### BAGIAN LATIHAN
[1] Siapa saja nama anak lelaki Romo yang disebutkan dalam teks tentang Romo?
[2] Salin bagian teks tentang Romo di antara "Termakan usia, Romo" dan "hati ibunya Purwanti.", termasuk kedua batas tersebut.

"Demikianlah, tiga tahun Romo berhasil hidup dengan nyawa hanya separuh. Tetapi, setahun terakhir tiba-tiba kesehatannya menurun tajam. Dia kian melemah, nyawanya seolah tercerabut sedikit demi sedikit oleh Malaikat Maut yang kadang iseng mampir ke kamarnya. Rupanya, Malaikat Maut itu datang juga sambil mencerabut ingatan romo untuk tak menyentuh lagi bagian tertentu masa lalunya. Lalu hal yang ditakutkan itu terjadi, terbukalah kotak pandora itu... kota yang berisi sebuah nama: Jeng Yah." Hal.3
Soeraja atau yang oleh istri dan ketiga anaknya dipanggil Romo itu adalah pendiri perusahaan Kretek Djagad Raja. Produknya tersebar di seluruh Indonesia dan tentu saja menghasilkan pundi kekayaan yang luar biasa.
Termakan usia, Romo jatuh sakit. Untungnya perusahaan sudah lama diambil alih oleh Tegar dan Karim, 2 anak lelakinya. Sebetulnya, Romo punya satu anak lelaki lagi -Lebas, namun sayangnya Lebas lebih suka berkarir sebagai sutradara film kelas B. Bukan tak mau ia membuat film bagus, tapi ia kesulitan mendapatkan sponsor. Ironisnya lagi proposal yang ia ajukan ke Tegar selalu ditolak padahal Tegar kerap memberikan bantuan ke pertunjukan seni lainnya.
Lebas harus pulang saat keadaan Romo semakin gawat. Tak hanya itu, situasi di rumah pun jadi ganjil saat ayahnya yang tengah sekarat berulang kali menyebutkan nama Jeng Yah yang tentu saja membakarkan cemburu di hati ibunya Purwanti.

### DATA YANG DIBERIKAN
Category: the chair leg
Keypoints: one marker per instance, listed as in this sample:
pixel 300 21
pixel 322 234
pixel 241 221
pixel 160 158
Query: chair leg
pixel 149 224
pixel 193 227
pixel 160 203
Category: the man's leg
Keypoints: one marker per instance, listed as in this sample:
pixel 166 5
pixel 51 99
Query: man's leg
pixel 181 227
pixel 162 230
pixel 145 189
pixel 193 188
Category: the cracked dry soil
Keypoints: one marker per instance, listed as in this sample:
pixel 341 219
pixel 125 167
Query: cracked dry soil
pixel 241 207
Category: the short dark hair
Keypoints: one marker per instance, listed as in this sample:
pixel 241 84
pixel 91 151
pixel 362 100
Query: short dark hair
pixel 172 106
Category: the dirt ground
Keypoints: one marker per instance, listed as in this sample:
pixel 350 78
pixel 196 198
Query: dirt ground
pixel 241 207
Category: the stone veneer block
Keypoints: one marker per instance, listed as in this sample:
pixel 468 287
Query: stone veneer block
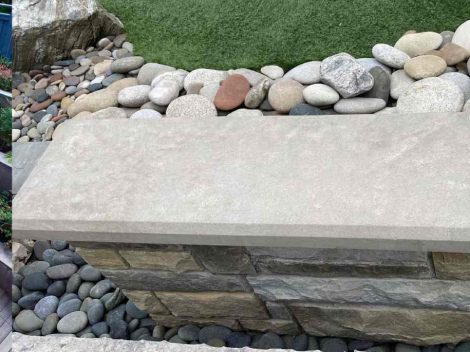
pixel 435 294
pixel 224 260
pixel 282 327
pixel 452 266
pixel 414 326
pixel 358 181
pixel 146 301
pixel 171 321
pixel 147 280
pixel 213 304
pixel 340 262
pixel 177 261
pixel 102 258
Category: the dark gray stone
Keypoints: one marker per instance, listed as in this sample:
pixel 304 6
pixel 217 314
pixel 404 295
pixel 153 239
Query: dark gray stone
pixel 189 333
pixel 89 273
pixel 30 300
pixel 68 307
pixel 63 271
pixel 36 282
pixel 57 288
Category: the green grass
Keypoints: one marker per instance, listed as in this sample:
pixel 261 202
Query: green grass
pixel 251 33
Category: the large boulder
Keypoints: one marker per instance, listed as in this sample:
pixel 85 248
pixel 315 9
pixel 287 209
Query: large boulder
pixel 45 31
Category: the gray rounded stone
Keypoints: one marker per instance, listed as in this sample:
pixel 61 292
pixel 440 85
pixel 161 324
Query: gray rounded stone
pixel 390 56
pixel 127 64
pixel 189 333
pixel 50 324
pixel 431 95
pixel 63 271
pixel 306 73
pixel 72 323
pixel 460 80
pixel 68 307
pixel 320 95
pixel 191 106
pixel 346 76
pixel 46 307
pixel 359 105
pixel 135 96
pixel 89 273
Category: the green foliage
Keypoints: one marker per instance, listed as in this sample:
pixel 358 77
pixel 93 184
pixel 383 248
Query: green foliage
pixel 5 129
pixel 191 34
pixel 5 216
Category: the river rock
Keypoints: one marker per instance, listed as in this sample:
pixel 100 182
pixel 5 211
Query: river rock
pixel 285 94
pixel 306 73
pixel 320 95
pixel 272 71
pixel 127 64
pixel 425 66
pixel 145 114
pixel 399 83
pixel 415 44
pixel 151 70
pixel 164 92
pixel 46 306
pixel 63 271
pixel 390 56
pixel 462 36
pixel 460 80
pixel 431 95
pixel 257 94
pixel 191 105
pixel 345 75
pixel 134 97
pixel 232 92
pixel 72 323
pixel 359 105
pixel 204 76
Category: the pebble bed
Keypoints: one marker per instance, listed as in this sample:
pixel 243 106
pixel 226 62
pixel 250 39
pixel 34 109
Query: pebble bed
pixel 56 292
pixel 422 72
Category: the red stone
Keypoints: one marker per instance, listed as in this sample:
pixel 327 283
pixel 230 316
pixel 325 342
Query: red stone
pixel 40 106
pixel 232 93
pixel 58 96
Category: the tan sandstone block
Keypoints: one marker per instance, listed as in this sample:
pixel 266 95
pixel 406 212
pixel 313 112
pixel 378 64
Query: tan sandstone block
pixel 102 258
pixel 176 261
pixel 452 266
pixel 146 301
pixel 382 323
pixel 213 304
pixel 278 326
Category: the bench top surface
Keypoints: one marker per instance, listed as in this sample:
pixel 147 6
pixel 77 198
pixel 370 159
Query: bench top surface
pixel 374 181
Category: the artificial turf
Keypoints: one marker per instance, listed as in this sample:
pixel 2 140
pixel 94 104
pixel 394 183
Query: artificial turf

### JAWABAN PER TUGAS
[1] Tegar, Karim, Lebas

[2]
Termakan usia, Romo jatuh sakit. Untungnya perusahaan sudah lama diambil alih oleh Tegar dan Karim, 2 anak lelakinya. Sebetulnya, Romo punya satu anak lelaki lagi -Lebas, namun sayangnya Lebas lebih suka berkarir sebagai sutradara film kelas B. Bukan tak mau ia membuat film bagus, tapi ia kesulitan mendapatkan sponsor. Ironisnya lagi proposal yang ia ajukan ke Tegar selalu ditolak padahal Tegar kerap memberikan bantuan ke pertunjukan seni lainnya.
Lebas harus pulang saat keadaan Romo semakin gawat. Tak hanya itu, situasi di rumah pun jadi ganjil saat ayahnya yang tengah sekarat berulang kali menyebutkan nama Jeng Yah yang tentu saja membakarkan cemburu di hati ibunya Purwanti.